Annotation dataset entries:
---*---

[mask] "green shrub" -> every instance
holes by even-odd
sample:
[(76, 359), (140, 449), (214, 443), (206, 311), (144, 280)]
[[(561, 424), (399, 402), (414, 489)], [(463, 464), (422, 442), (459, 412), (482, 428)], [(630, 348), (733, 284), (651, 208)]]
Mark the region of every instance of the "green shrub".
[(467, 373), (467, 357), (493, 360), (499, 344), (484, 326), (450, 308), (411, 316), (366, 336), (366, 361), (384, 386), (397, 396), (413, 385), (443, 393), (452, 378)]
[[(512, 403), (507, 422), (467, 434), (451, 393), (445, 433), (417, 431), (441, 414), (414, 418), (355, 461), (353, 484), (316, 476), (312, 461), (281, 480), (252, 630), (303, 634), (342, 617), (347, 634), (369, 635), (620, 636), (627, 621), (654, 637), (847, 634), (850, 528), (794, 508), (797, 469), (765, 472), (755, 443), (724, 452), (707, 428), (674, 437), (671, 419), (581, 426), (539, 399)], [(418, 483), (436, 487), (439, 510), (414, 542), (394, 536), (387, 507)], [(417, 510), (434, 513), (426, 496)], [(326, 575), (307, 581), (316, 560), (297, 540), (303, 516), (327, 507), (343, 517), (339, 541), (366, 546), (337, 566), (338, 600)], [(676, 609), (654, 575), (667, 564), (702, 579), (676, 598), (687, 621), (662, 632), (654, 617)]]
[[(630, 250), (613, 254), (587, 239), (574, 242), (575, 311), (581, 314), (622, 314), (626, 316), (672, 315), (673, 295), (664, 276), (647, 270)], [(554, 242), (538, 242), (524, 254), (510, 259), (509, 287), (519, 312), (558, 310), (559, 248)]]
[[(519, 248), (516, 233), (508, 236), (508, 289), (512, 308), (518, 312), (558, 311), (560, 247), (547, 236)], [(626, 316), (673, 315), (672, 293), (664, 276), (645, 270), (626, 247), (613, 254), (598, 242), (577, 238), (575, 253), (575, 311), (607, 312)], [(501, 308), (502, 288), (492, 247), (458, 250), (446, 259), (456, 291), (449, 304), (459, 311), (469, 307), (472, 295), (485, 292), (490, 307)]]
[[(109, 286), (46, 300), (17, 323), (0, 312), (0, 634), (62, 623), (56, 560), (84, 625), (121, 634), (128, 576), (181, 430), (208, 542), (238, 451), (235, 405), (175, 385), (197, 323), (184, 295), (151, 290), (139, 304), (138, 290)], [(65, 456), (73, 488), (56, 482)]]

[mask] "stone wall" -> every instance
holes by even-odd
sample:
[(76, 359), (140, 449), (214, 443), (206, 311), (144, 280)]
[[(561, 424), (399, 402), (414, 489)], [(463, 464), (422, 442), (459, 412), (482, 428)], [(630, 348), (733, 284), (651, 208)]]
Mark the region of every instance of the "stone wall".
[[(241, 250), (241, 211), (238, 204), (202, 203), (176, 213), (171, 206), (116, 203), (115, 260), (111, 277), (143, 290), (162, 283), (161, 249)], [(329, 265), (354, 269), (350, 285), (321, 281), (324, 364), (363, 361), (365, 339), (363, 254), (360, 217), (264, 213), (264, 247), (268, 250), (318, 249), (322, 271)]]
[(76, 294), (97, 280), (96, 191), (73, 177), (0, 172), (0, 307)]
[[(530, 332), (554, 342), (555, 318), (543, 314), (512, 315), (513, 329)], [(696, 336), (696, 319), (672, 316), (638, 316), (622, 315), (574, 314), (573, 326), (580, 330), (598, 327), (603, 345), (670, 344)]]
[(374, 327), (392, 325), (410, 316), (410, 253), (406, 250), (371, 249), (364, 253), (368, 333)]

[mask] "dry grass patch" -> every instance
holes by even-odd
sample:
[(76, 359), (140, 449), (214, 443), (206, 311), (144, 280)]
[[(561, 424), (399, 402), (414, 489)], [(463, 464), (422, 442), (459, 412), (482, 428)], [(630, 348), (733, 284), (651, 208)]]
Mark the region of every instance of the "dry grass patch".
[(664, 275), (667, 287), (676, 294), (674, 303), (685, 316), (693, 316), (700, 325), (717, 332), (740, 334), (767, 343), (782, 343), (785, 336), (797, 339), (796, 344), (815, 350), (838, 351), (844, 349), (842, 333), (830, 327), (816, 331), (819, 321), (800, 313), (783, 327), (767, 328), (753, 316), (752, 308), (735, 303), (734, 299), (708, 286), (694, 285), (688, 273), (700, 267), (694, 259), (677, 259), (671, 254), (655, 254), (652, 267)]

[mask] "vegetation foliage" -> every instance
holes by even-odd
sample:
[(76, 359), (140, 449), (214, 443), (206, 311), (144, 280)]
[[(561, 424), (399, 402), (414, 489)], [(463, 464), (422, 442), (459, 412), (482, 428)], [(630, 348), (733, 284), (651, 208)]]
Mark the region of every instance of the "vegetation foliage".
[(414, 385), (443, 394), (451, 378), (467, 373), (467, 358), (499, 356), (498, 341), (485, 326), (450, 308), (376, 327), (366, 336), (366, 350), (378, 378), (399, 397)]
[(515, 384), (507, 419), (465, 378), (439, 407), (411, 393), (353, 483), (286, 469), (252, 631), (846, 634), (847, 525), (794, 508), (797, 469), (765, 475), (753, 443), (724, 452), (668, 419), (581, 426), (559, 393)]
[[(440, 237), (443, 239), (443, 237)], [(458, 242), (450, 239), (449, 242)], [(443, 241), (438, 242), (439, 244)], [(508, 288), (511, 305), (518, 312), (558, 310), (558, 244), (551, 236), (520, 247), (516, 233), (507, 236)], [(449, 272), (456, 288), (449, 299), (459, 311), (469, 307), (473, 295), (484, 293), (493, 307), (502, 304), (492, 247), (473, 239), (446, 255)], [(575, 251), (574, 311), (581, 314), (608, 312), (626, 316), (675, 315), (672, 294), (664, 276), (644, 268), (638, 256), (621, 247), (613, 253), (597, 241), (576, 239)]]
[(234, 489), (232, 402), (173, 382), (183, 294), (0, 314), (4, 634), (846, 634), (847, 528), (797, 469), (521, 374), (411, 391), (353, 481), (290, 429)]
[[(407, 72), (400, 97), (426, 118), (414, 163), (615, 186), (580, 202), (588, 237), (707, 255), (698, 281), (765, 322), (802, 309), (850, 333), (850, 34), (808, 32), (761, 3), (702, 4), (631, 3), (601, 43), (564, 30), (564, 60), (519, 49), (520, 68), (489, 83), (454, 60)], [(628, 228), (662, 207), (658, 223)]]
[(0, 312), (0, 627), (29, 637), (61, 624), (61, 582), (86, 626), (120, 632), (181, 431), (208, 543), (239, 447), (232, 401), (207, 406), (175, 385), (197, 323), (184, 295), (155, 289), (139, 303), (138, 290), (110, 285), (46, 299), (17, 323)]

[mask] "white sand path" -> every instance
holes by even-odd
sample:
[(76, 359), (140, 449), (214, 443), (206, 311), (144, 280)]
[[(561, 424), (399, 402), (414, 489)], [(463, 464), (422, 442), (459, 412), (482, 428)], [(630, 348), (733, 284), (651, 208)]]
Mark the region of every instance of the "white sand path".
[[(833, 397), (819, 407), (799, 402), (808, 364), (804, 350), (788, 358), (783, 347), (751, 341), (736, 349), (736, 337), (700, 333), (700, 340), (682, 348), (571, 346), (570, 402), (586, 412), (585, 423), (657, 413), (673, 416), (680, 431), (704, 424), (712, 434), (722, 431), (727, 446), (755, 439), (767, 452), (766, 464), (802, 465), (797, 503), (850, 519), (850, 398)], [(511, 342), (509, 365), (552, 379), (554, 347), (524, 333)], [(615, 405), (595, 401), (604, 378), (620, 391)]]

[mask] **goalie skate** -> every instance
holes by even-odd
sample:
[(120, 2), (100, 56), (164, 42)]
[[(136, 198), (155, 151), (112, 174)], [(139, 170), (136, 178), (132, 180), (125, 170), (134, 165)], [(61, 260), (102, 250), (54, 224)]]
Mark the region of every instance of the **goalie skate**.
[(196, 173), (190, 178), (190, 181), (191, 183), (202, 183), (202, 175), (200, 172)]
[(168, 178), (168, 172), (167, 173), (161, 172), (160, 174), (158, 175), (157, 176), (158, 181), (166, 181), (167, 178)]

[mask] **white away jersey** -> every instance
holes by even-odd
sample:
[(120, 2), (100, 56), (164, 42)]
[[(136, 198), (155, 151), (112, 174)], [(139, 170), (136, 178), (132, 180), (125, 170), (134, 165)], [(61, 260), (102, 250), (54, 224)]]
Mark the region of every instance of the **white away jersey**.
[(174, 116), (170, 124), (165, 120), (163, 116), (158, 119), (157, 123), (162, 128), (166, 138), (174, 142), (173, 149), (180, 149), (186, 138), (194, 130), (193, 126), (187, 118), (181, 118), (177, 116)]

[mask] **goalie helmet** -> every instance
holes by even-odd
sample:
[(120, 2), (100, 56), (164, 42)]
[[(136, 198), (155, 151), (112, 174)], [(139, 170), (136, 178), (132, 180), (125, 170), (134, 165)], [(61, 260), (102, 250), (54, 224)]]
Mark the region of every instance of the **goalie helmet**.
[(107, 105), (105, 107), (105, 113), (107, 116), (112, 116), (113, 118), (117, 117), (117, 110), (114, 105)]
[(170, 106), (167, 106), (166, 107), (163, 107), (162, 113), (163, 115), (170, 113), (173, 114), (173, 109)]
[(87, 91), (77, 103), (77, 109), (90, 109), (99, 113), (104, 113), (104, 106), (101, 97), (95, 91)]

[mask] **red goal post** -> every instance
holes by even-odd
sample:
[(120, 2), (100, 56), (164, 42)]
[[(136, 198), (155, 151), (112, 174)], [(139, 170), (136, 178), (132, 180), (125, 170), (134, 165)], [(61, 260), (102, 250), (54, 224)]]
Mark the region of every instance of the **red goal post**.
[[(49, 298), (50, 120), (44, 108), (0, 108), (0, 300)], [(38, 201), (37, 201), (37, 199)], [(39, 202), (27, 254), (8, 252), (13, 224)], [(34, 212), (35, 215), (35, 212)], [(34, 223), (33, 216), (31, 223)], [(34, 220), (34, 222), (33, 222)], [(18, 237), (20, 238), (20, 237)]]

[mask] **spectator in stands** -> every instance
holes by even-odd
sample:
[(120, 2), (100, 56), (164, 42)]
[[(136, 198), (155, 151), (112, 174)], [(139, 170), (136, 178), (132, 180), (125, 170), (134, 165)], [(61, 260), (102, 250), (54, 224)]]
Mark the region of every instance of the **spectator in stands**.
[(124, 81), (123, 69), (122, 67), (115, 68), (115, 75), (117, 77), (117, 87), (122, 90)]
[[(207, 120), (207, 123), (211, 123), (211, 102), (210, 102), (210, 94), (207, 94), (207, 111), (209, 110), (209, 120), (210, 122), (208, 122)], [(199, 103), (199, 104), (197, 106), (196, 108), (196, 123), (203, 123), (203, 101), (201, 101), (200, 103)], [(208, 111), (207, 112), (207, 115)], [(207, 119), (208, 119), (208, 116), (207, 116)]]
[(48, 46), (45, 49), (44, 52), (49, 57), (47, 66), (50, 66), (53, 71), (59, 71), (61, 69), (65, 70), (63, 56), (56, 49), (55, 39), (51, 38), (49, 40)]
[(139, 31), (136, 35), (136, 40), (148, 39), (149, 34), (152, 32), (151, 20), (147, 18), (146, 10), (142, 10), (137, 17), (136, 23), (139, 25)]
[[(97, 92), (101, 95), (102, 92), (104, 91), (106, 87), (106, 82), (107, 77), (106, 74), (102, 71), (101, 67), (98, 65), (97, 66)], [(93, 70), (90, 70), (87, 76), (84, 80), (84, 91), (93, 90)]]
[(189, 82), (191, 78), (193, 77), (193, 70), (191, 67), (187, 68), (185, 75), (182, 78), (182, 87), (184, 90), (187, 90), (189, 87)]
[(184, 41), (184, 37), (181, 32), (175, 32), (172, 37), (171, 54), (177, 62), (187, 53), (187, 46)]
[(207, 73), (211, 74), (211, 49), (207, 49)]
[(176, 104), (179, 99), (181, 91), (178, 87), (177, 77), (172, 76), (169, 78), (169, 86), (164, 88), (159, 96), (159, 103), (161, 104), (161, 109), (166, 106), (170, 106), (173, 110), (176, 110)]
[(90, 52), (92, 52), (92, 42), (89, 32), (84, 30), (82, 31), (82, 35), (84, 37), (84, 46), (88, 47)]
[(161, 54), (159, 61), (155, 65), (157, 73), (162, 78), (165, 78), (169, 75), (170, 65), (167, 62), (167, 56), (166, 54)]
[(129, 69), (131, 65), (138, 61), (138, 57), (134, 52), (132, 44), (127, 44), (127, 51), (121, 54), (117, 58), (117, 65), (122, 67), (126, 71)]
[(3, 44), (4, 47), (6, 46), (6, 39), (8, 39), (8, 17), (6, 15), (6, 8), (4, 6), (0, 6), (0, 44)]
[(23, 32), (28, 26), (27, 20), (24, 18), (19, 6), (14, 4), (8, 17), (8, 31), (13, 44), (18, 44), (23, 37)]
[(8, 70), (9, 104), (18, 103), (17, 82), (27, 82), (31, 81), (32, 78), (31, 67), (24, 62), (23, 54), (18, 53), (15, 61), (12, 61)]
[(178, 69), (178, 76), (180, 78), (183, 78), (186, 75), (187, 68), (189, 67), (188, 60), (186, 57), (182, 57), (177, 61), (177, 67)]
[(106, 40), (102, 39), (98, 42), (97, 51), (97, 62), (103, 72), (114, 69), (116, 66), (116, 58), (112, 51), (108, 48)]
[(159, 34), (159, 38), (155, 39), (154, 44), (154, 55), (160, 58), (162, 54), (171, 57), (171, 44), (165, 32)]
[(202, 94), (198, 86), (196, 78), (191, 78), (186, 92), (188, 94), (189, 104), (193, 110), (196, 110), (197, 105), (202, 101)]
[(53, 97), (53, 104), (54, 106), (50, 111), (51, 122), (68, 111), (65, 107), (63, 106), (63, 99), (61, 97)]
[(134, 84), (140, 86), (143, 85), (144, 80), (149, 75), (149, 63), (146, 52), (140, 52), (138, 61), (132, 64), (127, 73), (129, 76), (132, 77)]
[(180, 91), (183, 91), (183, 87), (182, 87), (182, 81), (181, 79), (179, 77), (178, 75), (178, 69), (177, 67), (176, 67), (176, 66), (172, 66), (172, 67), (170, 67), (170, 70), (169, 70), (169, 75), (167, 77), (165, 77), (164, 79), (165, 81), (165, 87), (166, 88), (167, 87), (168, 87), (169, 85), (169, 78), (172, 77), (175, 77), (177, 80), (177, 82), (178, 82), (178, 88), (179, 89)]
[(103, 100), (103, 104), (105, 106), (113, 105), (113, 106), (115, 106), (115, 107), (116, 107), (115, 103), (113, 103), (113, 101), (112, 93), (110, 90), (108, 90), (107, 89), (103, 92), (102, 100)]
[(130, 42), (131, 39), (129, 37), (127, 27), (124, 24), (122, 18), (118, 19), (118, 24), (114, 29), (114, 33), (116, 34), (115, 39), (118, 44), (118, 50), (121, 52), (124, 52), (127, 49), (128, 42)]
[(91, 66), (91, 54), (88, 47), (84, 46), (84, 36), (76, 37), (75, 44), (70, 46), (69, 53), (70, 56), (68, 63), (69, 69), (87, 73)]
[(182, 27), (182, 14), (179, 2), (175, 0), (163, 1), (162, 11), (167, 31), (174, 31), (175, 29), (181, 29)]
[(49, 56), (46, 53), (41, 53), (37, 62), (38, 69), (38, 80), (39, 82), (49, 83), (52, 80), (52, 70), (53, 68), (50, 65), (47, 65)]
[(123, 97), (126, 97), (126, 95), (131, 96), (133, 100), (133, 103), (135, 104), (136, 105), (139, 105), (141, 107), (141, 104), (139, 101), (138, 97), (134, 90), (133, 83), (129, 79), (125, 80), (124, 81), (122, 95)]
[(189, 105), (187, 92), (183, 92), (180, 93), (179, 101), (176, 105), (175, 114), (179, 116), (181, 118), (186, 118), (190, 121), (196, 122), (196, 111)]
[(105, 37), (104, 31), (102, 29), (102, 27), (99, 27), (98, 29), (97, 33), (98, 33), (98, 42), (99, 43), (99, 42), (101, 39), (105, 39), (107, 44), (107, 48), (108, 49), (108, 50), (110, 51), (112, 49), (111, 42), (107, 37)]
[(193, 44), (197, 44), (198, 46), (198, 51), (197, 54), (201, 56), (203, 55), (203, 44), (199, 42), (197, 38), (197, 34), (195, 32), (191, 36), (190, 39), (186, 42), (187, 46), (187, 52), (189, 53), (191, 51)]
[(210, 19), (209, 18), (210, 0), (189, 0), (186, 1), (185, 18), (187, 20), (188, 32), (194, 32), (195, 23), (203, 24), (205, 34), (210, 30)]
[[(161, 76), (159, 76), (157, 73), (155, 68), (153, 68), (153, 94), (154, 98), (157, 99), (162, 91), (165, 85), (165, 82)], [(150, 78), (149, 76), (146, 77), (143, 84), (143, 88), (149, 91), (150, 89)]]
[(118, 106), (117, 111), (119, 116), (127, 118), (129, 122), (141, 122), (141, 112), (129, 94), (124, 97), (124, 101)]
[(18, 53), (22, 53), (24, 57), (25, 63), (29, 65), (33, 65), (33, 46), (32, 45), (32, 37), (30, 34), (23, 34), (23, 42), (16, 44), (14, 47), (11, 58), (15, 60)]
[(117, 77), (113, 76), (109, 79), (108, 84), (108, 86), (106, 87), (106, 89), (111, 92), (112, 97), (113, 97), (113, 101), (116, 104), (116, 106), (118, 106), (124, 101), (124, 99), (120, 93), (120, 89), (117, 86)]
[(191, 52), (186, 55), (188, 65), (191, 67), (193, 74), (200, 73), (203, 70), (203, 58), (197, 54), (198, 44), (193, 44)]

---*---

▸ **GIVEN PROBLEM**
Print, unaltered, the lines of the items above, starting at the line containing "[mask] **white away" and finishing at the line containing "97), (95, 91)]", with both of those lines included.

▸ **EXERCISE OUTPUT**
[mask] **white away jersey** -> every instance
holes by even-odd
sample:
[(120, 2), (100, 56), (164, 42)]
[[(136, 198), (155, 151), (112, 174)], [(139, 170), (136, 178), (132, 180), (125, 170), (134, 165)], [(61, 260), (102, 250), (54, 224)]]
Mark the region of every instance of the **white away jersey**.
[(174, 116), (170, 124), (165, 120), (163, 116), (158, 119), (157, 123), (162, 128), (166, 138), (174, 142), (173, 149), (180, 149), (186, 138), (194, 130), (193, 126), (187, 118), (181, 118), (177, 116)]

[mask] **goalie helmet** -> every instance
holes by even-odd
sample:
[(120, 2), (100, 56), (164, 42)]
[[(136, 198), (155, 151), (112, 174)], [(139, 170), (136, 178), (132, 180), (125, 170), (134, 165)], [(61, 260), (102, 250), (54, 224)]]
Mark the region of every instance of the **goalie helmet**.
[(107, 105), (105, 107), (105, 113), (107, 116), (112, 116), (113, 118), (117, 117), (117, 110), (114, 105)]
[(170, 106), (167, 106), (166, 107), (163, 107), (162, 113), (163, 115), (170, 113), (173, 114), (173, 109)]
[(87, 91), (77, 103), (77, 109), (90, 109), (99, 113), (104, 113), (104, 106), (101, 97), (95, 91)]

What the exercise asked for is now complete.